**Problem requirements**
Recast the stretch from the line containing "Note to the class: locate the man holding" through the line containing "<point>510,169</point>" as a Markdown table. Use the columns Row and Line, number each row, and leave out any blank lines.

**Data extract**
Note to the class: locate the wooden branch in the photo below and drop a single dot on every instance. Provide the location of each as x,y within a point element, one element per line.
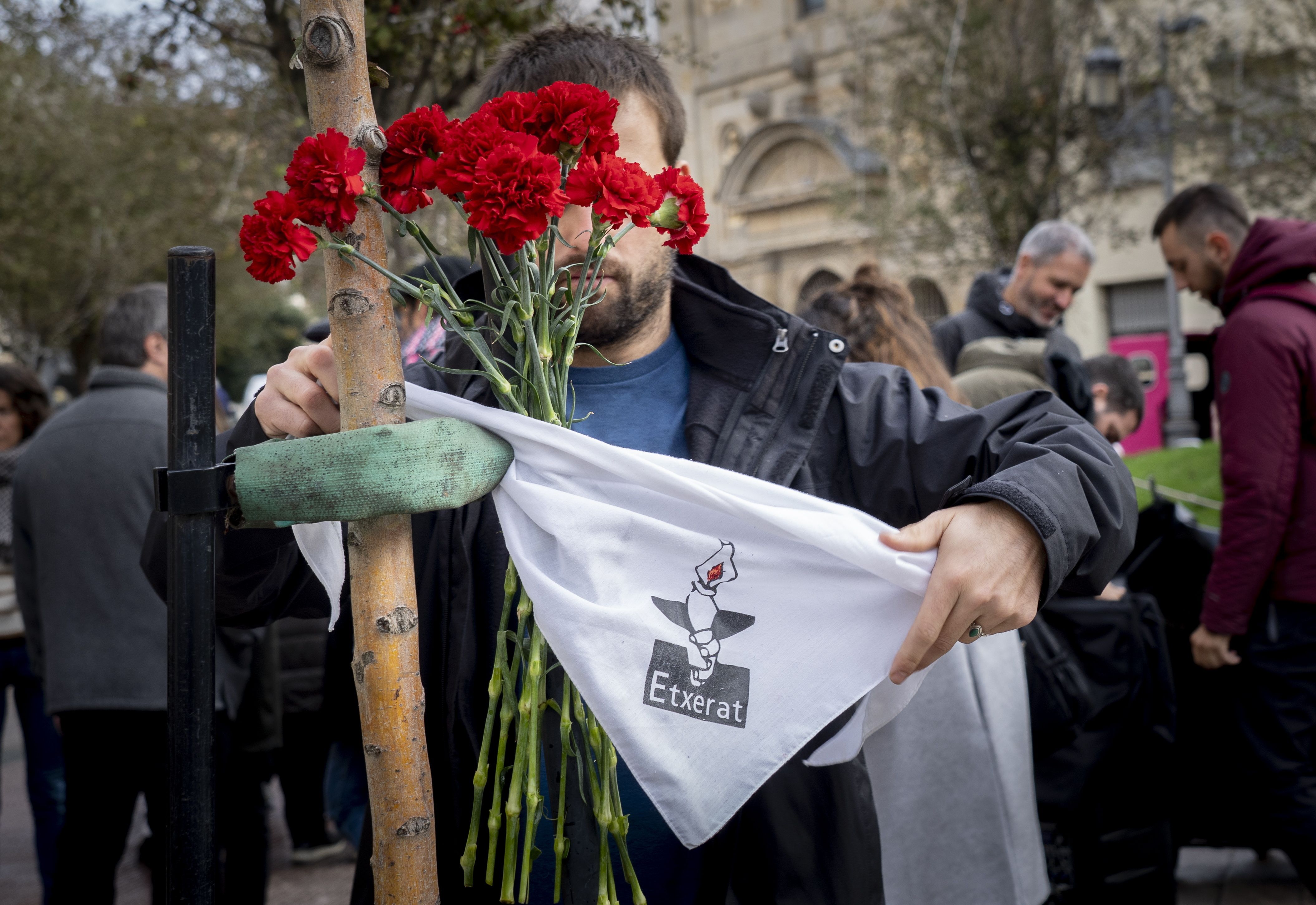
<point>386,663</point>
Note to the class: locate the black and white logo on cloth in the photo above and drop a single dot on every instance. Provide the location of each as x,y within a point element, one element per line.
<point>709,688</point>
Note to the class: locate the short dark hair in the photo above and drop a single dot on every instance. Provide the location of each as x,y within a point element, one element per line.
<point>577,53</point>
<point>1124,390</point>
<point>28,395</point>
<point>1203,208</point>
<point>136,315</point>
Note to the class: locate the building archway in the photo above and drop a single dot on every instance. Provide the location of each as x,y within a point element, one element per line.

...

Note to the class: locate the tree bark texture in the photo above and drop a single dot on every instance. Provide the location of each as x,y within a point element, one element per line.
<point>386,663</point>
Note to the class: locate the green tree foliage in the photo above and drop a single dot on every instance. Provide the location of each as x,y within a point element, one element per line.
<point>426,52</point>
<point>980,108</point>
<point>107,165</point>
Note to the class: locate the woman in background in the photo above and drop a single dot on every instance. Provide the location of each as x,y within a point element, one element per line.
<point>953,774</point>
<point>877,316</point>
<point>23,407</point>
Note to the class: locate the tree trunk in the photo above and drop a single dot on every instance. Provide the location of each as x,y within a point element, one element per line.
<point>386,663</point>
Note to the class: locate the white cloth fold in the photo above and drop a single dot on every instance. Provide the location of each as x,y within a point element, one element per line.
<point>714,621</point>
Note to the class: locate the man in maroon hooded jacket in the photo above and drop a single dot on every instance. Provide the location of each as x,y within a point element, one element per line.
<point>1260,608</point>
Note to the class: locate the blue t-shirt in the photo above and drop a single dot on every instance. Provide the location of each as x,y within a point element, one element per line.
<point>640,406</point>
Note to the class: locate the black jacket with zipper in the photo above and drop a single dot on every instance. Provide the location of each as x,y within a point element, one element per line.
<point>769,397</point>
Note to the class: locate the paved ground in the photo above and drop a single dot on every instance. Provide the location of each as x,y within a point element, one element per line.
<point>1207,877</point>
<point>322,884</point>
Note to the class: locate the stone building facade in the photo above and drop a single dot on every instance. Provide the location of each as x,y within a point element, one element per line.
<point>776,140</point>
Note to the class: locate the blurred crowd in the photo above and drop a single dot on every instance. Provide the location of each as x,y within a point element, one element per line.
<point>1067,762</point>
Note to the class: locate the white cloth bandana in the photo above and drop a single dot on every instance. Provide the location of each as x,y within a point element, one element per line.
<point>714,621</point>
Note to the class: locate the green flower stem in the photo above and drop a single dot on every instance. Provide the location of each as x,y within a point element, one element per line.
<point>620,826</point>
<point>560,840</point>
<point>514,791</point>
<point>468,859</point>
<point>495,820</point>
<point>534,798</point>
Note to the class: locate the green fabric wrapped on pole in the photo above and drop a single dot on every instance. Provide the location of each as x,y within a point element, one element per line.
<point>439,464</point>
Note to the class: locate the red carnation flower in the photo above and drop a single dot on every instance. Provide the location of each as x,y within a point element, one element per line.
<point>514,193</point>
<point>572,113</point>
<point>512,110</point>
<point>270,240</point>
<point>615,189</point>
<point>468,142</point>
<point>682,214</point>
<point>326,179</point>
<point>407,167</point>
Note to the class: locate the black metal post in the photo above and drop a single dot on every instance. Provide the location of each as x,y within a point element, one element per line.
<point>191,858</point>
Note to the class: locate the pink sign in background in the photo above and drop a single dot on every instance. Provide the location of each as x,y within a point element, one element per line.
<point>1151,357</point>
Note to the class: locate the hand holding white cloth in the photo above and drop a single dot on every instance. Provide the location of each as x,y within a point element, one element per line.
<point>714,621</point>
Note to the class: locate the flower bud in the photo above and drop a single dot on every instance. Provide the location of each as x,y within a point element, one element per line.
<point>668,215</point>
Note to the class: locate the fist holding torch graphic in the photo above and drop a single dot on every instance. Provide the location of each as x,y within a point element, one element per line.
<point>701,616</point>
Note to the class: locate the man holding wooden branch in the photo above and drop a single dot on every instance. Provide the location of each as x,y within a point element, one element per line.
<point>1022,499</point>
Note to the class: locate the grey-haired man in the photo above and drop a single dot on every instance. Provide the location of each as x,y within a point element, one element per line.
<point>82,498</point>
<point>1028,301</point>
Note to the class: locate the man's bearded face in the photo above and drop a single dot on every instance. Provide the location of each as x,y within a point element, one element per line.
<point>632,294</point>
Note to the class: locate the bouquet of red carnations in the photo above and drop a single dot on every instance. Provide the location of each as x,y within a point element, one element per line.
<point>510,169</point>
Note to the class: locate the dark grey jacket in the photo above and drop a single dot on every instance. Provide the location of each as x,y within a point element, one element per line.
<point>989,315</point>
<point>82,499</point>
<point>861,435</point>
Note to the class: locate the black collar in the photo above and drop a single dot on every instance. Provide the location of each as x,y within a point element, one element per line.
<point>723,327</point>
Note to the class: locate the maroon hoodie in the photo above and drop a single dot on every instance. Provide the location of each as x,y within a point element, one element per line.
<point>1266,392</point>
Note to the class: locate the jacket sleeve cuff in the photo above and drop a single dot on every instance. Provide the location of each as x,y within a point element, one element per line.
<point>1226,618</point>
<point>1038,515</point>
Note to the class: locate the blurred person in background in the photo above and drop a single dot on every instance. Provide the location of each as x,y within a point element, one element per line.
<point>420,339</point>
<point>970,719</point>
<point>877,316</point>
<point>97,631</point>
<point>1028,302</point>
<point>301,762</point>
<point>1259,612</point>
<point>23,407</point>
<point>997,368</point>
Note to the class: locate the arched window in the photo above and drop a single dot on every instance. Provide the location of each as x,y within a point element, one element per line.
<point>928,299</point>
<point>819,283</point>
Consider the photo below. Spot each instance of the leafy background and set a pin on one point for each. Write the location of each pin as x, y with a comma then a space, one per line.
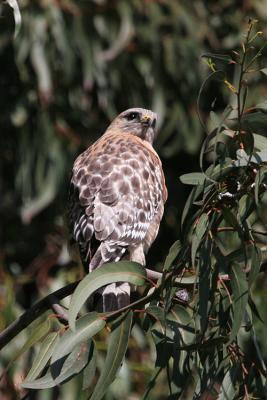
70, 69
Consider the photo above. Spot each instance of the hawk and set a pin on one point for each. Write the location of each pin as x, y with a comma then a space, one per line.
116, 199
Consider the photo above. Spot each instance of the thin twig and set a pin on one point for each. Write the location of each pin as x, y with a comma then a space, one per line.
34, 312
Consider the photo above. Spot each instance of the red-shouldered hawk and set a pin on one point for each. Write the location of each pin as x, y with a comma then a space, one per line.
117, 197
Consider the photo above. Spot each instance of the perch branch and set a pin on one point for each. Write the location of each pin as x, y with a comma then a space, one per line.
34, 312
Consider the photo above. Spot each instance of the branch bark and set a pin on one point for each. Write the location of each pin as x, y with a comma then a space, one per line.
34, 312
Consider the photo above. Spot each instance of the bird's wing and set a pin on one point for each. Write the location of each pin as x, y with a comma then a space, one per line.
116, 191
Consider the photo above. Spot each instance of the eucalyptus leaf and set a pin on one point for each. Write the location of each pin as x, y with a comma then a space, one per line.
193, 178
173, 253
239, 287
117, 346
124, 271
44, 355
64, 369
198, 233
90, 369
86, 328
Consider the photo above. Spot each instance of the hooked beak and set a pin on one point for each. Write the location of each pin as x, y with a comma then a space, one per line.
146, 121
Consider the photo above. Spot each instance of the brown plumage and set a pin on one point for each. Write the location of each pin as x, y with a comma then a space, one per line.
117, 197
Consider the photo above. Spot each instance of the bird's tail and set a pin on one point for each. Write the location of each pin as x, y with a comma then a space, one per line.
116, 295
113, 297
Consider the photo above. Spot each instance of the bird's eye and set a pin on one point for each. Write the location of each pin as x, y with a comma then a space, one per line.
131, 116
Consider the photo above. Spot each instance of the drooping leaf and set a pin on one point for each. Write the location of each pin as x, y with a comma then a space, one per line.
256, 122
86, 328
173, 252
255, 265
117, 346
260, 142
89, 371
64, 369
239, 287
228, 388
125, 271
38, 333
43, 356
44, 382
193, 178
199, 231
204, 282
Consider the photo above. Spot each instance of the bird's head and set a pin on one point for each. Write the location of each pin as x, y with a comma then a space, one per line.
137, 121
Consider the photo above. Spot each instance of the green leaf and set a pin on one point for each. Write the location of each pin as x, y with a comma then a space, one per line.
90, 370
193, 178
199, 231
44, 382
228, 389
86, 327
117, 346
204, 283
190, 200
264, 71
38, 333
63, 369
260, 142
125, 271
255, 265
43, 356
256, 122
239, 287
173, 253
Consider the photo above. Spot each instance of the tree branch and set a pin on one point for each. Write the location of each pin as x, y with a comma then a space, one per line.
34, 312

**Result**
| Row | Line |
|---|---|
| 1 | Note to the class: locate the man holding wooden branch in the photo above and drop a single dot on every instance. Provide the location of each as x,y within a point element, one element per line. |
| 2 | <point>1022,499</point> |
| 3 | Note to the class: locate the grey-haired man in the photo above and drop a single dot on every instance. Provide the location of each as x,y within a point element, one element per line. |
| 4 | <point>82,498</point> |
| 5 | <point>1028,301</point> |
| 6 | Note to the class: locate the man's bearded face in the photo above and drop a single dot on every instance. Provide the location of each as x,y within a point element, one element per line. |
| 7 | <point>632,294</point> |
| 8 | Note to the class: locate the bouquet of red carnations in the photo above and drop a single dot on every instance. Provide the location of each as x,y within a point element, one element per line. |
| 9 | <point>510,169</point> |